[Consigne 1]:
Recopiez l'extrait ci-dessous sur la création d'entreprise à l'étranger en entier, sans rien y changer.
[Consigne 2]:
Dans les enregistrements ci-dessous, combien de lignes contiennent le mot « wooden » ? Donnez seulement le nombre.

[Extrait du document]:

Créer son entreprise à l'étranger : «Il est essentiel de prendre en compte les spécificités locales»

Interviews d'expatriés
Publié le 2014-09-11 à 00:00 par Expat.com team
Les Français sont de plus en plus nombreux à s'expatrier : 1 642 953 en 2013. Et parmi eux, nombreux sont ceux tentés par l'entrepreneuriat. Ingrid Labuzan, journaliste économique, est partie à la rencontre d'entrepreneurs français dans le monde. Elle nous livre ses « clés du succès » pour créer son entreprise à l'étranger...

Comment vous est venue l'idée de votre livre, « Créer son entreprise à l'étranger - Les clés du succès » ?

J'ai écrit pendant plusieurs années des portraits d'entrepreneurs français pour un magazine économique. Cette rubrique avait beaucoup de succès auprès des lecteurs. Un jour, j'ai lu un article sur le nombre croissant de jeunes diplômés qui choisissent de s'expatrier et je me suis demandé s'ils optaient pour des emplois traditionnels ou pour l'entrepreneuriat.

En quoi cet ouvrage peut-il aider les candidats à la création d'entreprise dans un pays étranger ?

[Données d'entrée]:

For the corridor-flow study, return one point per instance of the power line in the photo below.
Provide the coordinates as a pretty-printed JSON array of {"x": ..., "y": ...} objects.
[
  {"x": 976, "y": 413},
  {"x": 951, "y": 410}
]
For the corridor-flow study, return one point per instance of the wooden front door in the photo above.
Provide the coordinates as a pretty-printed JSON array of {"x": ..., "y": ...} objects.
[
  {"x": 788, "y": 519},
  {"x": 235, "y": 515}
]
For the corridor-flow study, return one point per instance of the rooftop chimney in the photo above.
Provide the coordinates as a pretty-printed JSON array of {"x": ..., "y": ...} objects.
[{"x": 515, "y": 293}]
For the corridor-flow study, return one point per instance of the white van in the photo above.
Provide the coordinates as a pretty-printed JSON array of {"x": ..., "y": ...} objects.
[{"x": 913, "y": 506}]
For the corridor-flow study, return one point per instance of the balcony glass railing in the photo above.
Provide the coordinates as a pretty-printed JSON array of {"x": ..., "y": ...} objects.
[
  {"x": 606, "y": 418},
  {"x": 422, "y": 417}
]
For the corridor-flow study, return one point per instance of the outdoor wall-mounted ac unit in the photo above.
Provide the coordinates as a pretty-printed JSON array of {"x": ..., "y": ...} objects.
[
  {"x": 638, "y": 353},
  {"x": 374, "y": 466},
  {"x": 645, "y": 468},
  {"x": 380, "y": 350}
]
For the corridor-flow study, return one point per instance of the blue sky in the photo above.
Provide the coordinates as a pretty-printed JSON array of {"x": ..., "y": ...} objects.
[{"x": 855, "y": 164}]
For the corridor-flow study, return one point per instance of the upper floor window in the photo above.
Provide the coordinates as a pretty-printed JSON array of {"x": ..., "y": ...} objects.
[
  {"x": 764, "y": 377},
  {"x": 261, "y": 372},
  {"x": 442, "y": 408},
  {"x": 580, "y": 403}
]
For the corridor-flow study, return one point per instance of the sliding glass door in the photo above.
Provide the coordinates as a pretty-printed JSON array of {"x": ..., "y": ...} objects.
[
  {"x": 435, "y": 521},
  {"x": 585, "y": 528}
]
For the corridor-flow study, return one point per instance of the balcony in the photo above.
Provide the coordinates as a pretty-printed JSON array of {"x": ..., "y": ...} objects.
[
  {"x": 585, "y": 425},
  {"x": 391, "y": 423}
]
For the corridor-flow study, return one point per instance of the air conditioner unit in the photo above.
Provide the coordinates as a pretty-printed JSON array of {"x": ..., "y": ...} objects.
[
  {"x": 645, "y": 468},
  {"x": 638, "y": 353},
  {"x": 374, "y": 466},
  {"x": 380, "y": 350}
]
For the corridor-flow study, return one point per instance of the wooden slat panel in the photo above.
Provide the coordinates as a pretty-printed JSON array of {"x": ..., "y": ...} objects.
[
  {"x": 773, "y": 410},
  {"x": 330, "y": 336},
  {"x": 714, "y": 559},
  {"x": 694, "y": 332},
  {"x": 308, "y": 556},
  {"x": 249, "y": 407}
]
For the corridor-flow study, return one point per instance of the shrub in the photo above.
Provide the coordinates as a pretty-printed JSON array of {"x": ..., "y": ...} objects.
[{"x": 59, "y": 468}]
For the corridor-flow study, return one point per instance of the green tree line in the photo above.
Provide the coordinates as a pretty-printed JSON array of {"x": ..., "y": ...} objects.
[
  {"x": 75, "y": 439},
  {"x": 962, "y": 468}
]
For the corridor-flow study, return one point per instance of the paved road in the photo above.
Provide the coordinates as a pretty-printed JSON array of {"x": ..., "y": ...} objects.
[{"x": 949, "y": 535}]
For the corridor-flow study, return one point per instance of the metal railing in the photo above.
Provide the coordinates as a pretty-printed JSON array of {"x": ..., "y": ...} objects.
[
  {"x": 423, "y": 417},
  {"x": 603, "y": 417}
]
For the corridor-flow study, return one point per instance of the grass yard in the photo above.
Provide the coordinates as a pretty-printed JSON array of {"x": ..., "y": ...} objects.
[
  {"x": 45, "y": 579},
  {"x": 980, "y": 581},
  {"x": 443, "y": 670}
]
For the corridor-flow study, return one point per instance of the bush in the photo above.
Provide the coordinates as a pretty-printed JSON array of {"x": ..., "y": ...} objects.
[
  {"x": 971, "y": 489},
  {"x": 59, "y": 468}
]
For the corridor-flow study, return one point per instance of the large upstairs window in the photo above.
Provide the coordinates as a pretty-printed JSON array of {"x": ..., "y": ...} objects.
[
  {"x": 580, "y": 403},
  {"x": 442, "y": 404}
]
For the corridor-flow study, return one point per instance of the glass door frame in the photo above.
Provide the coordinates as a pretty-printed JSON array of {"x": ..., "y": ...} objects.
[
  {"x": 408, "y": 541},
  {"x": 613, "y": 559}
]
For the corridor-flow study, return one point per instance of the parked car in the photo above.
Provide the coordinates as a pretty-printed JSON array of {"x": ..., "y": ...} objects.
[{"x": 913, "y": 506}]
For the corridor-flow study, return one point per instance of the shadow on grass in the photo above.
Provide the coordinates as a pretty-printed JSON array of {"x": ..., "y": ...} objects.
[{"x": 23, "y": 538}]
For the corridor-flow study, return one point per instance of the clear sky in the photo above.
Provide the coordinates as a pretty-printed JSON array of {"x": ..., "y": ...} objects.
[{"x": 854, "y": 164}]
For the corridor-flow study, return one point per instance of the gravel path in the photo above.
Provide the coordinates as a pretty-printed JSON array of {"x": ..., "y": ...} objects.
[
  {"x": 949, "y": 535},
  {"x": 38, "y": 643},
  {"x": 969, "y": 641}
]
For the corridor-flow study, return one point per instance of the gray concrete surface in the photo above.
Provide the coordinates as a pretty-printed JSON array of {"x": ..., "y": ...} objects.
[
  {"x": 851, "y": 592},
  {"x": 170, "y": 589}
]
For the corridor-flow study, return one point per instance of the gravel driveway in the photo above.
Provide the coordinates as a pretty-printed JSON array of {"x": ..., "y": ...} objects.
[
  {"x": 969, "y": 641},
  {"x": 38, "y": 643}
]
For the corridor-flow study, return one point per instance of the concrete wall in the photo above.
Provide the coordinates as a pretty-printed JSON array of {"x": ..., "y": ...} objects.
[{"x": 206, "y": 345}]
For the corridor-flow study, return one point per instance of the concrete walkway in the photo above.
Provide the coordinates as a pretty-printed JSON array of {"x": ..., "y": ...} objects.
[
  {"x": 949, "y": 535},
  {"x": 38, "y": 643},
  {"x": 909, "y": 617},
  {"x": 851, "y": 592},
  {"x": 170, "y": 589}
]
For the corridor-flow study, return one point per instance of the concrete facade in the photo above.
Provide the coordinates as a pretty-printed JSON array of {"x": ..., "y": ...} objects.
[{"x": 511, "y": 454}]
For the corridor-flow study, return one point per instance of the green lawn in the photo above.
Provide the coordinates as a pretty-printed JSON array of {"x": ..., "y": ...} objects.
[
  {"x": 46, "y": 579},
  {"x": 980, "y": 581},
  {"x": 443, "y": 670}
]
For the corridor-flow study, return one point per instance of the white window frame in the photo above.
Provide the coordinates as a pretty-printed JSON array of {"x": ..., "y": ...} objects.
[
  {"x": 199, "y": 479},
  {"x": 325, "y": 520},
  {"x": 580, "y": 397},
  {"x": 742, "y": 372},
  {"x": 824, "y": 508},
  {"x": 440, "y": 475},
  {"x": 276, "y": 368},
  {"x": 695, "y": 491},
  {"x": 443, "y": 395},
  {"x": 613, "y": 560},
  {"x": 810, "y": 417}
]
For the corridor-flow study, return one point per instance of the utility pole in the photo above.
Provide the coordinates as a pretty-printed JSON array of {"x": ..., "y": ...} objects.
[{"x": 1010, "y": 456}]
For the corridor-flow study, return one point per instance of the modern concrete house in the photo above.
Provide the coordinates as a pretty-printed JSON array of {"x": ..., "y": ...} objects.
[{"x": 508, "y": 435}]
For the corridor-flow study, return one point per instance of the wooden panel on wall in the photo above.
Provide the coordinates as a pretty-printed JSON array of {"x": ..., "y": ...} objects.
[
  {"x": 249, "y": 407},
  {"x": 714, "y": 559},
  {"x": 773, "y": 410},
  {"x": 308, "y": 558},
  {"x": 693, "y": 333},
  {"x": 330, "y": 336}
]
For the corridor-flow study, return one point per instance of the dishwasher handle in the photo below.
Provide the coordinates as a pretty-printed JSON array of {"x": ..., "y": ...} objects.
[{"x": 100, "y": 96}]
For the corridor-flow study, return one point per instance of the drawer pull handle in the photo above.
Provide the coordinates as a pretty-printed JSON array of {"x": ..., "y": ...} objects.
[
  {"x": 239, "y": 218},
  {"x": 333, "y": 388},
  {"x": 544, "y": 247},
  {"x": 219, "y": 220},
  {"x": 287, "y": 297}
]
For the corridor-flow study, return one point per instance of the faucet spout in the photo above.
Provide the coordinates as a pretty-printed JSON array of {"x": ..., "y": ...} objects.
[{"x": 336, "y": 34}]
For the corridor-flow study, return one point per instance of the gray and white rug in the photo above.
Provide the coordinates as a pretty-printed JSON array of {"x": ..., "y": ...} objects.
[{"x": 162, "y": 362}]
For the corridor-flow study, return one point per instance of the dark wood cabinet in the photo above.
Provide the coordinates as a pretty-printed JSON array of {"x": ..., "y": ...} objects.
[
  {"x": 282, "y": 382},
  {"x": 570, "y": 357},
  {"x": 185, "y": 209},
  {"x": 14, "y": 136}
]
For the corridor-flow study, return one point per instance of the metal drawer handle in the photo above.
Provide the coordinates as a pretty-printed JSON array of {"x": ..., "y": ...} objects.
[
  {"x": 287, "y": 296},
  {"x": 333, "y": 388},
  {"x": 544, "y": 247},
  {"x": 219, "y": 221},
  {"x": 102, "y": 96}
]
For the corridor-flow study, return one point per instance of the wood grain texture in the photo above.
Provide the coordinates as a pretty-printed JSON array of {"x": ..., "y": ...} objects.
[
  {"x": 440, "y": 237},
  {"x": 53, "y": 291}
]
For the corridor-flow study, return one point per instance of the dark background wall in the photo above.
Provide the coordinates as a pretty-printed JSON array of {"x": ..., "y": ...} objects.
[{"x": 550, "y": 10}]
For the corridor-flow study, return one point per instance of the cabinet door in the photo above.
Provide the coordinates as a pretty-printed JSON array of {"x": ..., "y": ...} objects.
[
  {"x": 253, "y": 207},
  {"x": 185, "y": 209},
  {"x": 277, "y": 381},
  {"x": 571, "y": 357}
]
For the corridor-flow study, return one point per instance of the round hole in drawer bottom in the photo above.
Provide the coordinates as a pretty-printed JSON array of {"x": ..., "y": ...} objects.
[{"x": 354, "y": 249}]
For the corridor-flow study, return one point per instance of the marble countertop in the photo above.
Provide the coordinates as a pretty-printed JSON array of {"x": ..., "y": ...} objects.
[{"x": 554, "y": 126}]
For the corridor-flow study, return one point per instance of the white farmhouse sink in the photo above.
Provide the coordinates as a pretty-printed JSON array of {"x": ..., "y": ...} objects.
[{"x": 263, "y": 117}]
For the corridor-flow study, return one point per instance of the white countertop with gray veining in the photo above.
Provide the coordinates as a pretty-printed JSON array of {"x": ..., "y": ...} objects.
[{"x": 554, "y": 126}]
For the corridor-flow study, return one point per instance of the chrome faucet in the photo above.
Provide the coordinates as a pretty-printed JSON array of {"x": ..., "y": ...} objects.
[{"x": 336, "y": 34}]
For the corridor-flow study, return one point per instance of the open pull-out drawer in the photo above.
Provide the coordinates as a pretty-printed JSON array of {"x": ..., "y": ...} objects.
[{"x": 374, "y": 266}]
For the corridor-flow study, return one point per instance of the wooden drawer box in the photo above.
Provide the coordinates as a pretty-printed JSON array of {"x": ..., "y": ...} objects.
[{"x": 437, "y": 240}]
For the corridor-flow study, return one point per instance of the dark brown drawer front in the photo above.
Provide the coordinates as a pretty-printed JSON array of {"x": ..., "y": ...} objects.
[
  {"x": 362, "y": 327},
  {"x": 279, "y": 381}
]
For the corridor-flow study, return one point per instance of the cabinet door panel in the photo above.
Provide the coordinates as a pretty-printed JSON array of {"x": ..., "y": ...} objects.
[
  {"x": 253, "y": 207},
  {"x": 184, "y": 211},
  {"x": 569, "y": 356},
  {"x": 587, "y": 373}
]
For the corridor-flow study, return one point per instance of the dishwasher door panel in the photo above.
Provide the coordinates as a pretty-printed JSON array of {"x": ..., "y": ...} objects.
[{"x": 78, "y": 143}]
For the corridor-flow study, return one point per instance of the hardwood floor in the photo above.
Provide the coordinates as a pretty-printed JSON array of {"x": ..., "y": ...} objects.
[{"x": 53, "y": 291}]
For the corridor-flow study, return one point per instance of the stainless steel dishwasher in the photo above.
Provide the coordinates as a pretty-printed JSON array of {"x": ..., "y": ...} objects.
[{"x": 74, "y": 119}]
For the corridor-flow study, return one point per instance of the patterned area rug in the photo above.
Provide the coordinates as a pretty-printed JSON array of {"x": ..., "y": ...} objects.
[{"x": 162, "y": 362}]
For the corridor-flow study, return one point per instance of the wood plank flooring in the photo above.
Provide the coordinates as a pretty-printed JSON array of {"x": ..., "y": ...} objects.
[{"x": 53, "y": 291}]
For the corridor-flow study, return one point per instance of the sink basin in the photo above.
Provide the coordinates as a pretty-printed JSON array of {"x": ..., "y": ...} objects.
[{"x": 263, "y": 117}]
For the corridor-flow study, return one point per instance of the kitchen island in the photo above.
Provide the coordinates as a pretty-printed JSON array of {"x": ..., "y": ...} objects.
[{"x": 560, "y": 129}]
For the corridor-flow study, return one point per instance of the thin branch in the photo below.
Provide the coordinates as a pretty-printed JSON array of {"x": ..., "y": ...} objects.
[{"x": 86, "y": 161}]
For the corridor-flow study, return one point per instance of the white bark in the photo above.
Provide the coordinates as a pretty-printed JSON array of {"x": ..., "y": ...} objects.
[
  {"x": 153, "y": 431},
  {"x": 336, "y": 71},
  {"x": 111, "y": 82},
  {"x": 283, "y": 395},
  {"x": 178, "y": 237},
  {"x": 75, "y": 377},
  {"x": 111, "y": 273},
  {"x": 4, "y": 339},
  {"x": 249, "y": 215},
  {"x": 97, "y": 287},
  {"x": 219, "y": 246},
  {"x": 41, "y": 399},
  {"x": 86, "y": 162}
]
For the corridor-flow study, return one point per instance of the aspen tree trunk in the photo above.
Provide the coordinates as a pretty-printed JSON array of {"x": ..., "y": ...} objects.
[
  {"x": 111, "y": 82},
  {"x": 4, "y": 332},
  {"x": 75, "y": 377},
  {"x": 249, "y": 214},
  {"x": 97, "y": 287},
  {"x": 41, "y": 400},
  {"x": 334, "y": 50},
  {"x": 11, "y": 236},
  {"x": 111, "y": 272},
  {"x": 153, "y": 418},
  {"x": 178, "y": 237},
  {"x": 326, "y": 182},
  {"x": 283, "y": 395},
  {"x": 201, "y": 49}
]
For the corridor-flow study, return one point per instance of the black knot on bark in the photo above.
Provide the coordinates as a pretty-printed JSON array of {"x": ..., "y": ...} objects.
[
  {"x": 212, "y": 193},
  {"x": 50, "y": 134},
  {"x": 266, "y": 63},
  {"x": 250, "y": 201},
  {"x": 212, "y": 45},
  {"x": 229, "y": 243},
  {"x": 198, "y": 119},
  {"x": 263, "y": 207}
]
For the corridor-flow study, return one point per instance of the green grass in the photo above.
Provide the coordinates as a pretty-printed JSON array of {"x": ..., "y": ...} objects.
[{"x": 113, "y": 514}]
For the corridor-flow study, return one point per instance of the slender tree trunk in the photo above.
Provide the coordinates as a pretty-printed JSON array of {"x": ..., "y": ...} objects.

[Bonne réponse 1]:
Créer son entreprise à l'étranger : «Il est essentiel de prendre en compte les spécificités locales»

Interviews d'expatriés
Publié le 2014-09-11 à 00:00 par Expat.com team
Les Français sont de plus en plus nombreux à s'expatrier : 1 642 953 en 2013. Et parmi eux, nombreux sont ceux tentés par l'entrepreneuriat. Ingrid Labuzan, journaliste économique, est partie à la rencontre d'entrepreneurs français dans le monde. Elle nous livre ses « clés du succès » pour créer son entreprise à l'étranger...

Comment vous est venue l'idée de votre livre, « Créer son entreprise à l'étranger - Les clés du succès » ?

J'ai écrit pendant plusieurs années des portraits d'entrepreneurs français pour un magazine économique. Cette rubrique avait beaucoup de succès auprès des lecteurs. Un jour, j'ai lu un article sur le nombre croissant de jeunes diplômés qui choisissent de s'expatrier et je me suis demandé s'ils optaient pour des emplois traditionnels ou pour l'entrepreneuriat.

En quoi cet ouvrage peut-il aider les candidats à la création d'entreprise dans un pays étranger ?

[Bonne réponse 2]:
4